**** LISTED ENTRIES ****

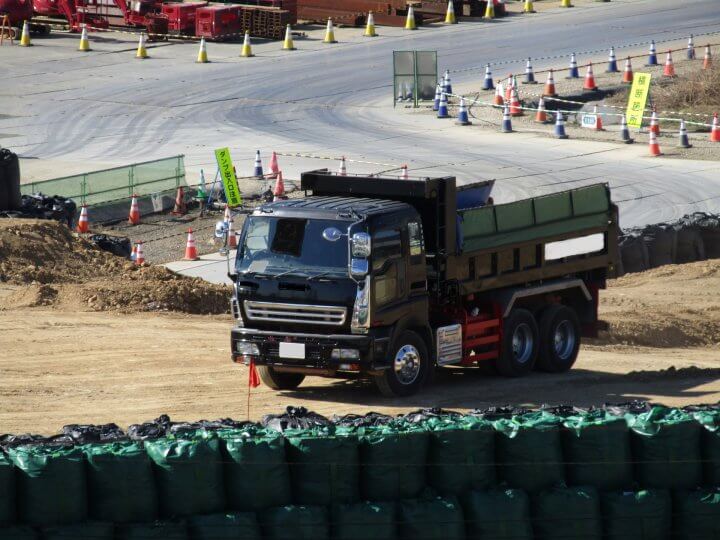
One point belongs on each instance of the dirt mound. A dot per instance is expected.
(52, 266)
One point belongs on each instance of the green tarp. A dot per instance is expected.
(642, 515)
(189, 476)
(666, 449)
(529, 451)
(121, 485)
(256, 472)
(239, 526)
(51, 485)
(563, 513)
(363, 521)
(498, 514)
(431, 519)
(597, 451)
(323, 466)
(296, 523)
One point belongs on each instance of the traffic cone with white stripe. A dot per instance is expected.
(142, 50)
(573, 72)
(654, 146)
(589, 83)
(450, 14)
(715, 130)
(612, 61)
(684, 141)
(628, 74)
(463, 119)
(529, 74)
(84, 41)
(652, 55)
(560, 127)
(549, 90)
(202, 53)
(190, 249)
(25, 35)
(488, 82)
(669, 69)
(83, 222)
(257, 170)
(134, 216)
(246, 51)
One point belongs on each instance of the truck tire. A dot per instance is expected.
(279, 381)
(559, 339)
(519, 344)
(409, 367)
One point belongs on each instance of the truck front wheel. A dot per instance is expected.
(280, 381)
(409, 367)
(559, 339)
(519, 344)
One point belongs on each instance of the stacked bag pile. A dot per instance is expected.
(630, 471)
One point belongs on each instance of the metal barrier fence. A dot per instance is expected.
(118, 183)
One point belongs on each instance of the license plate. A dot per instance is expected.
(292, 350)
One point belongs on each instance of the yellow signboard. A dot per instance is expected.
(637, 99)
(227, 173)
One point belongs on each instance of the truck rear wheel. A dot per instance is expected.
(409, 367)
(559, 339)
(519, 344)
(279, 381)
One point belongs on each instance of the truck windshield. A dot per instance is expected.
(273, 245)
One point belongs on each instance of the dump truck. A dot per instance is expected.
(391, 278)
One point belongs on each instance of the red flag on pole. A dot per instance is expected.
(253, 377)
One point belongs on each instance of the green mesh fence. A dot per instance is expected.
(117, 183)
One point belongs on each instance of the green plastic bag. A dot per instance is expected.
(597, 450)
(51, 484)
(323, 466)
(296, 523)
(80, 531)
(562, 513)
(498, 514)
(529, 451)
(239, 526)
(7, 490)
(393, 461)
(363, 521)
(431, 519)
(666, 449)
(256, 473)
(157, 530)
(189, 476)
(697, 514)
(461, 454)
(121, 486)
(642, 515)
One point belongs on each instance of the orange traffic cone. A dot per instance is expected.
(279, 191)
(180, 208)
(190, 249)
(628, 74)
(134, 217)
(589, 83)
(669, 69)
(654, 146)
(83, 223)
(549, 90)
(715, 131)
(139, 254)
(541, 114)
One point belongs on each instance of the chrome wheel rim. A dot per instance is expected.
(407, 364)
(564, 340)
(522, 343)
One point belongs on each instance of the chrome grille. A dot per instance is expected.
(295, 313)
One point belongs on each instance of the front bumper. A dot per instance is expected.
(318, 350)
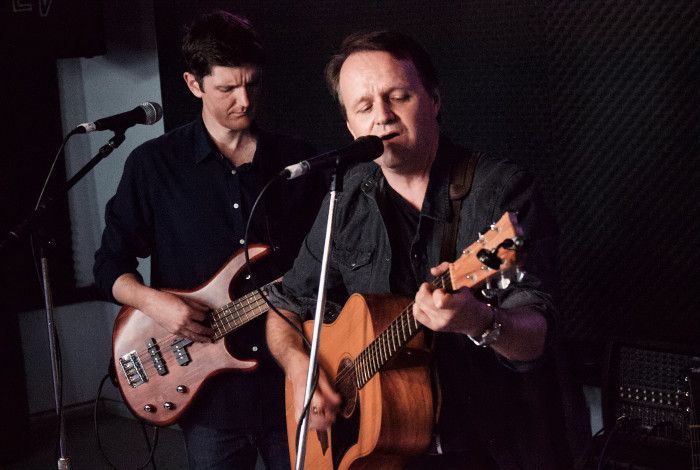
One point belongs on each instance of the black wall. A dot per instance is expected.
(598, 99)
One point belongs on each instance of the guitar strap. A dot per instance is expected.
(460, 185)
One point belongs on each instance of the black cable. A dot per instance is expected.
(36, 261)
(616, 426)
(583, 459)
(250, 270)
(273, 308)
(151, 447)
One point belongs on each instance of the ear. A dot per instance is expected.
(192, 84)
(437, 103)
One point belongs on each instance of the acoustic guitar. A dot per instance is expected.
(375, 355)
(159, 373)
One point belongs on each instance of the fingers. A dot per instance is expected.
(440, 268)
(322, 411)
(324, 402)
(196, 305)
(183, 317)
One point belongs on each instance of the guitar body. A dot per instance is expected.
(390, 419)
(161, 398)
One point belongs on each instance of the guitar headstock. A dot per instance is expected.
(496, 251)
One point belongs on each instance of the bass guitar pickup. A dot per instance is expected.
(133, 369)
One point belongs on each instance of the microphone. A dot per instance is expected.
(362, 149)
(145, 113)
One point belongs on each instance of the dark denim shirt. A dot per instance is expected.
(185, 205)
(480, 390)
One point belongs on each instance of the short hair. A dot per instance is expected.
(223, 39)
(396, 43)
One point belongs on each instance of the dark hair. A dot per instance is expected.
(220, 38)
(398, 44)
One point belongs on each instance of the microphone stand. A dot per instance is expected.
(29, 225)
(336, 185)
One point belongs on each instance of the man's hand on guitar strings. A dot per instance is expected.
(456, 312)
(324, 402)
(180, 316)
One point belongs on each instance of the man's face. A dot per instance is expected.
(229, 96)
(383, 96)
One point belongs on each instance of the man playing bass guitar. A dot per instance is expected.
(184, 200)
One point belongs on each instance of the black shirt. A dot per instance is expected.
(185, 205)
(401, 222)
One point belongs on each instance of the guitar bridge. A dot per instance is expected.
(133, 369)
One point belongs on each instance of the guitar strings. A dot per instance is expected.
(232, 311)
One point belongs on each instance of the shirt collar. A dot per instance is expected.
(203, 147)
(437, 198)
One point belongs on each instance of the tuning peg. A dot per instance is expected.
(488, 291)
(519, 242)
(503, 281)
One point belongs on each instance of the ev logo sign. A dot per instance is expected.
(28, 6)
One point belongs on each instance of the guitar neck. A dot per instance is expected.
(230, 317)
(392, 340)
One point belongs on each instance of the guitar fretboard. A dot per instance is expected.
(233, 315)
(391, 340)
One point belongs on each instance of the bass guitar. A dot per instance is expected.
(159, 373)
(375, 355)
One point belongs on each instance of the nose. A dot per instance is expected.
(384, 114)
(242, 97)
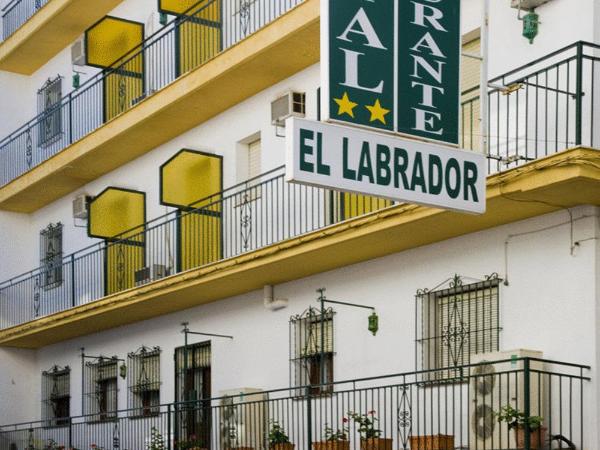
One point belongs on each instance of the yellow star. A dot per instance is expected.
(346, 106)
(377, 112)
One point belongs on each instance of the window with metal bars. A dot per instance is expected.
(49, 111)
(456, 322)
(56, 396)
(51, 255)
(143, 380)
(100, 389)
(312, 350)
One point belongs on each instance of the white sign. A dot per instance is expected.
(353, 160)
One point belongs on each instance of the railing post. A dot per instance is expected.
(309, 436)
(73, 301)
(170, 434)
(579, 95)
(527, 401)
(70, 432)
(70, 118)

****
**** LISTED ENTRIES ****

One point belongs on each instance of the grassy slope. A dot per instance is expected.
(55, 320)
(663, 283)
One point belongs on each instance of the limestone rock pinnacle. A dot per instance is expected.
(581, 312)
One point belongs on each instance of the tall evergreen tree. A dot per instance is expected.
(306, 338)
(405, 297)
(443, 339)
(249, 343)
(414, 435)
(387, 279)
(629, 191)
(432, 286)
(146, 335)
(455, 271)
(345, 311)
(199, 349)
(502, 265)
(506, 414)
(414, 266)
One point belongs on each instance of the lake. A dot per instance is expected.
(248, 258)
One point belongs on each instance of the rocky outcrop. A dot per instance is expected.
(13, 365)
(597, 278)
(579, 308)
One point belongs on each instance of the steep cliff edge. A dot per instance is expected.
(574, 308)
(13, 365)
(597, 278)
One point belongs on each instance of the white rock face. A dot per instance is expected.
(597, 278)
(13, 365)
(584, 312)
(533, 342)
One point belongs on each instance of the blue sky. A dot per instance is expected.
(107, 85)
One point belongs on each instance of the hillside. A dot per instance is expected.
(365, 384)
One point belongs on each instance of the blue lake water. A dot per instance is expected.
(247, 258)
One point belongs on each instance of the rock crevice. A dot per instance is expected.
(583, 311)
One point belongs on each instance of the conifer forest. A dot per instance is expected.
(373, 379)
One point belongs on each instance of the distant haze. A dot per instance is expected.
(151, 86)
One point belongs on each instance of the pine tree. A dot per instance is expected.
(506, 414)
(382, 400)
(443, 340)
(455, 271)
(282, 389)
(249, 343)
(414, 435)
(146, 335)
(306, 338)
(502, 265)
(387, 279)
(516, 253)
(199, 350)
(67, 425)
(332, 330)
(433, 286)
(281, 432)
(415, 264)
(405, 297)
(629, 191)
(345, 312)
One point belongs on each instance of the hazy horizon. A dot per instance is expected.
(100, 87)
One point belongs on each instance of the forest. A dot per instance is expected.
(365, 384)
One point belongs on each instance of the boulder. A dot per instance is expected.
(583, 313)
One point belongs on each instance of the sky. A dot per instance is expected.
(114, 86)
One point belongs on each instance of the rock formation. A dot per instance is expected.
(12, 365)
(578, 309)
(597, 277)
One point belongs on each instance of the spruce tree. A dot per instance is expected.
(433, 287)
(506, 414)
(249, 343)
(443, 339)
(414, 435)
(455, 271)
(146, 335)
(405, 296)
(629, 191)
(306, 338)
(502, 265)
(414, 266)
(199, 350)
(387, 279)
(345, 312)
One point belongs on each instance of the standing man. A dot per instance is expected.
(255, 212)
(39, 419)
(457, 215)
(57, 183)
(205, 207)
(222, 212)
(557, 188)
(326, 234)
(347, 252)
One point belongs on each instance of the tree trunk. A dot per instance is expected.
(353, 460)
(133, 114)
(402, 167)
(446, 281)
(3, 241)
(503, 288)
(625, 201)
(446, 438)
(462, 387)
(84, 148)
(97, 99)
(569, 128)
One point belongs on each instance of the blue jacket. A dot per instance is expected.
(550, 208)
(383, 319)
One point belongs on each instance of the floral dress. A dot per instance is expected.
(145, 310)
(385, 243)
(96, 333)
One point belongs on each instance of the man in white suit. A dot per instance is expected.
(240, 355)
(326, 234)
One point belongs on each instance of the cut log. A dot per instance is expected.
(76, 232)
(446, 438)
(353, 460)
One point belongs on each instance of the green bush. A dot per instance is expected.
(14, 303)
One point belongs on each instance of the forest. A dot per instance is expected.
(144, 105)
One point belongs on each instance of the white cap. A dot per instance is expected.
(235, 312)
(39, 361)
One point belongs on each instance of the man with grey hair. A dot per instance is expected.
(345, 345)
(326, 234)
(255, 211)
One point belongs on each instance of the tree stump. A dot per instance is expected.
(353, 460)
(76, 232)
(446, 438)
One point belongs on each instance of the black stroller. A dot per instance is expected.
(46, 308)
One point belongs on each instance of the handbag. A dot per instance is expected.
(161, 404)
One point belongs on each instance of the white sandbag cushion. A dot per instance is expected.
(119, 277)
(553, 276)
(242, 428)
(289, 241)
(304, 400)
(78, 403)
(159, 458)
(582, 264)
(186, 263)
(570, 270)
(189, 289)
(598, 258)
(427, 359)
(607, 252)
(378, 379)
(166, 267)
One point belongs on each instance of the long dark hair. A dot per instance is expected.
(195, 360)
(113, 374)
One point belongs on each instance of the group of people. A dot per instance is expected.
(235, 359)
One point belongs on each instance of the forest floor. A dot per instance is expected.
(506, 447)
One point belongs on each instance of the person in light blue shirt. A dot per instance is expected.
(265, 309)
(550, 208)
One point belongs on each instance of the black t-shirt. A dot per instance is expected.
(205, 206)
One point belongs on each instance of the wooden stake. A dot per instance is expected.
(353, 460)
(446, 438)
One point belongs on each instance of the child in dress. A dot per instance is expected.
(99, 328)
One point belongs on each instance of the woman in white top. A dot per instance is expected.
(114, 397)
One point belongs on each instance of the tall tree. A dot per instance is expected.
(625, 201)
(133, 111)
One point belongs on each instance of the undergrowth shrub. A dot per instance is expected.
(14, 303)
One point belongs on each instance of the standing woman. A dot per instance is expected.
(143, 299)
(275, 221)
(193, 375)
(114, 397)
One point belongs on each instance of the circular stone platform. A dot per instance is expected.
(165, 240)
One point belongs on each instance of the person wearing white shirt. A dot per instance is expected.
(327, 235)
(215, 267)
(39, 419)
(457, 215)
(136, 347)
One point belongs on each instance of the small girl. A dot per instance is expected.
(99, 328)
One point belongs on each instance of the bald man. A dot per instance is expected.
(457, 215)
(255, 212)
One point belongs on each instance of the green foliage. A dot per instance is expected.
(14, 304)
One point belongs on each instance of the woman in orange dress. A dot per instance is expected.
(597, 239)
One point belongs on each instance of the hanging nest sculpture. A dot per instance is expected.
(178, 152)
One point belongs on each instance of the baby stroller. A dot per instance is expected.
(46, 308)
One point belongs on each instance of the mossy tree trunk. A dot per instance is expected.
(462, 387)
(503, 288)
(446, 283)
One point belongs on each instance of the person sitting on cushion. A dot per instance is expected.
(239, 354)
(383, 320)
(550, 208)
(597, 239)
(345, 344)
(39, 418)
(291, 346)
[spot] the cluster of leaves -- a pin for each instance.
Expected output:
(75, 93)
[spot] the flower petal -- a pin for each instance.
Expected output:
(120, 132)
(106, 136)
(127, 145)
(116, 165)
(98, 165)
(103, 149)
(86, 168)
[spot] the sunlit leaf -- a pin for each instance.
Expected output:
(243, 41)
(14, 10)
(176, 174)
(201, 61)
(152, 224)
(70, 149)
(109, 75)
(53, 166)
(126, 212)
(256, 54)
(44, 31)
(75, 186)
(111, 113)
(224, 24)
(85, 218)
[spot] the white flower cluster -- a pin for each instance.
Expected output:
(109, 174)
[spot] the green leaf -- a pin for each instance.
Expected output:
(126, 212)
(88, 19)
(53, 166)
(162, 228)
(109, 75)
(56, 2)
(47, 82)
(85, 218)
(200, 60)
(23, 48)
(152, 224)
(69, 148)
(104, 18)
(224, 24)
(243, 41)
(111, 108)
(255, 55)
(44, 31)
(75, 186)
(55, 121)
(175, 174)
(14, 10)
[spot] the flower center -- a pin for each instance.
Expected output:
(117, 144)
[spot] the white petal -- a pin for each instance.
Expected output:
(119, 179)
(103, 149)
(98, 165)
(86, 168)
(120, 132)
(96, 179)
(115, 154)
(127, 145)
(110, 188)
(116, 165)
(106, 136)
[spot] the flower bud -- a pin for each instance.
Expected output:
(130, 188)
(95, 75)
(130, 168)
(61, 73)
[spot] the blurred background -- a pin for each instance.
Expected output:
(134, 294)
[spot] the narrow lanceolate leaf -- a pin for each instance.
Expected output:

****
**** LISTED ENTRIES ****

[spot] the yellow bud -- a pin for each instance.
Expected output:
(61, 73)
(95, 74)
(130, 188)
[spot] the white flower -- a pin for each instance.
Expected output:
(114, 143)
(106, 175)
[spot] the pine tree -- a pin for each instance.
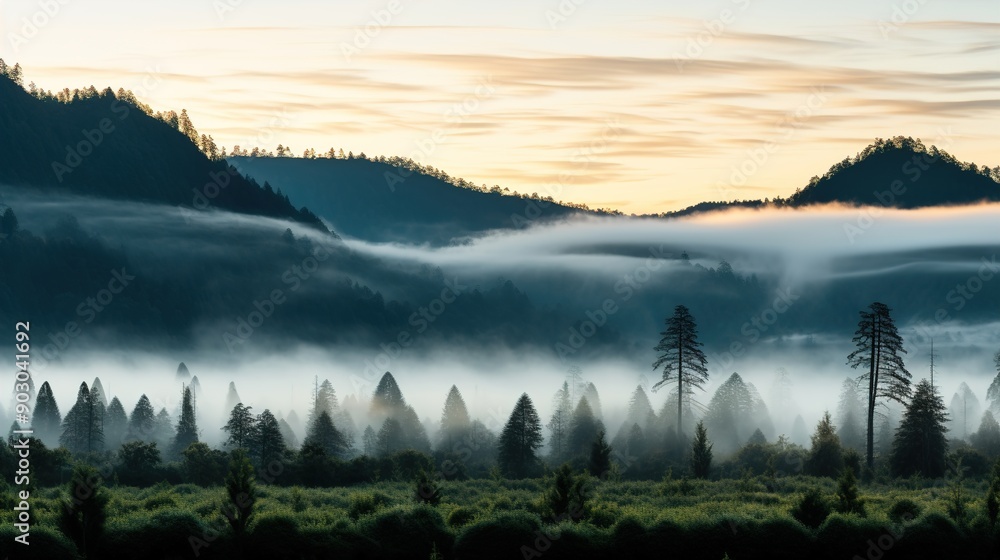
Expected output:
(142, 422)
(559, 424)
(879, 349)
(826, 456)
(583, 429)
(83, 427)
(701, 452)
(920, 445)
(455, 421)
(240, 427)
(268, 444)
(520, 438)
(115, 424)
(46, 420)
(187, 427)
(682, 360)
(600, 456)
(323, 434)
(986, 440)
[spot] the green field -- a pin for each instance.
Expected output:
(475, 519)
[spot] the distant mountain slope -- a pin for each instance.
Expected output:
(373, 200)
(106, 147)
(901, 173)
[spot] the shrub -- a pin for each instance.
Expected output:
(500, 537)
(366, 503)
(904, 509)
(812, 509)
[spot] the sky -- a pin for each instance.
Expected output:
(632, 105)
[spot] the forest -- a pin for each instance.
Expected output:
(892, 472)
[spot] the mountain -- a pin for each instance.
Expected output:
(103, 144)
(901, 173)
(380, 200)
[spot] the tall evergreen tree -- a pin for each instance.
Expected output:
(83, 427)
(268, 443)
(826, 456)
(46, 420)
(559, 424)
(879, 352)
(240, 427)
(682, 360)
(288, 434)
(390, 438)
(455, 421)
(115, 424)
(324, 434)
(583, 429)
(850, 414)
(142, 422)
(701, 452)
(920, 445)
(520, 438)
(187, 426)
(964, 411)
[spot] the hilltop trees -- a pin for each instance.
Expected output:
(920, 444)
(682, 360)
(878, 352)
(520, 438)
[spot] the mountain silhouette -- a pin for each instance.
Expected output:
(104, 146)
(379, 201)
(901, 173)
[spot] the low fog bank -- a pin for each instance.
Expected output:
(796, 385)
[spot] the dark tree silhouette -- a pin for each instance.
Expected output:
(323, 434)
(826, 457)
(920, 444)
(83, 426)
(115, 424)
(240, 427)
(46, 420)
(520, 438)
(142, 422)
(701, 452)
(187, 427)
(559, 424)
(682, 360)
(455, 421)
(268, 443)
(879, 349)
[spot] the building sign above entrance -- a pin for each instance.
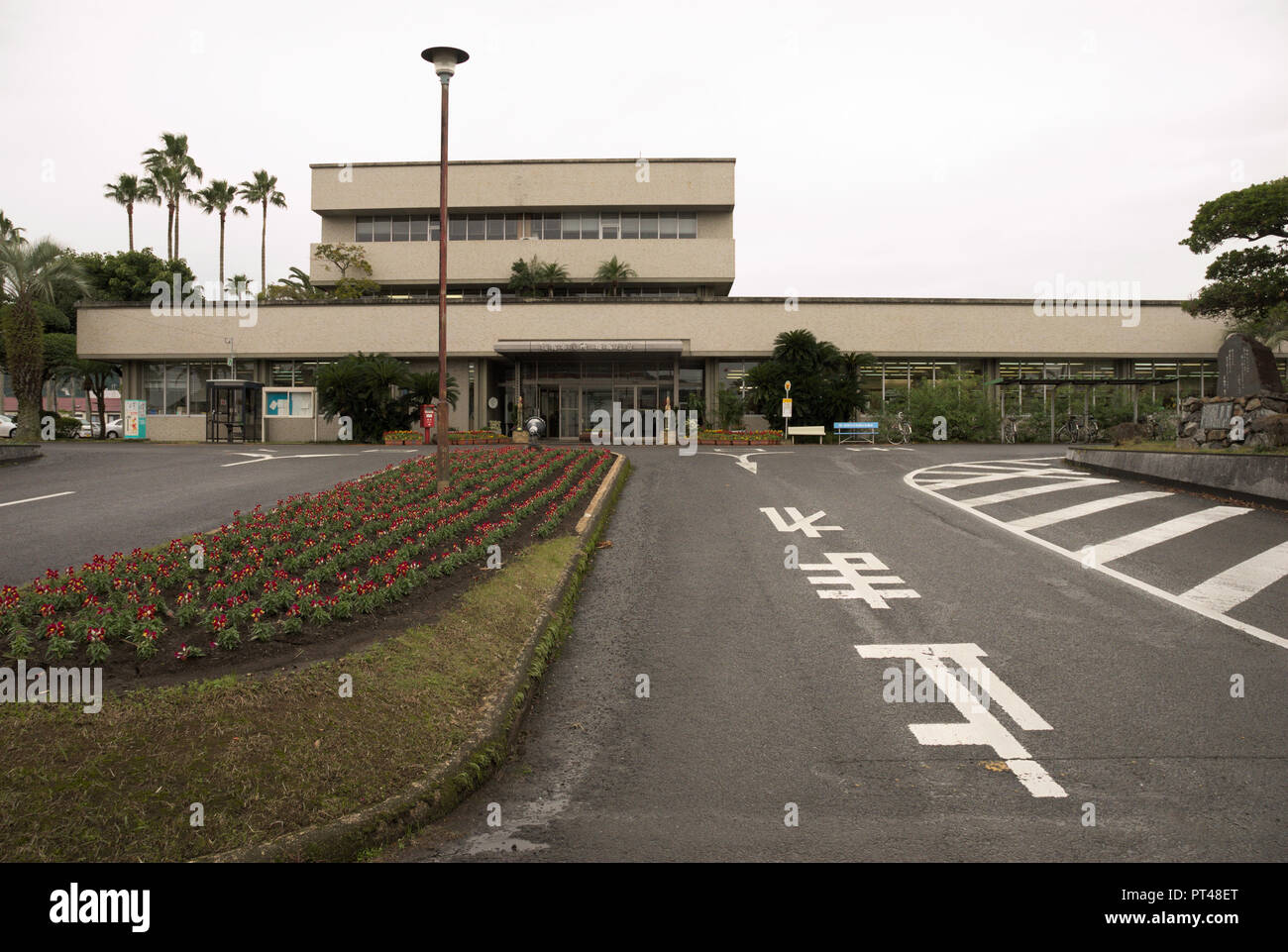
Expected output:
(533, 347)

****

§ WORK REQUEST: If a line of the data contains "flower", copy it out.

§ REPLY:
[spot] the flower petal -- a pin for each instance.
[spot] the white flower cluster -- a pin for each instance.
[spot] the flower center -- a pin for each instance.
[spot] the flower bud -- a pin for each instance.
[spot] the white flower -- a pin for each instance.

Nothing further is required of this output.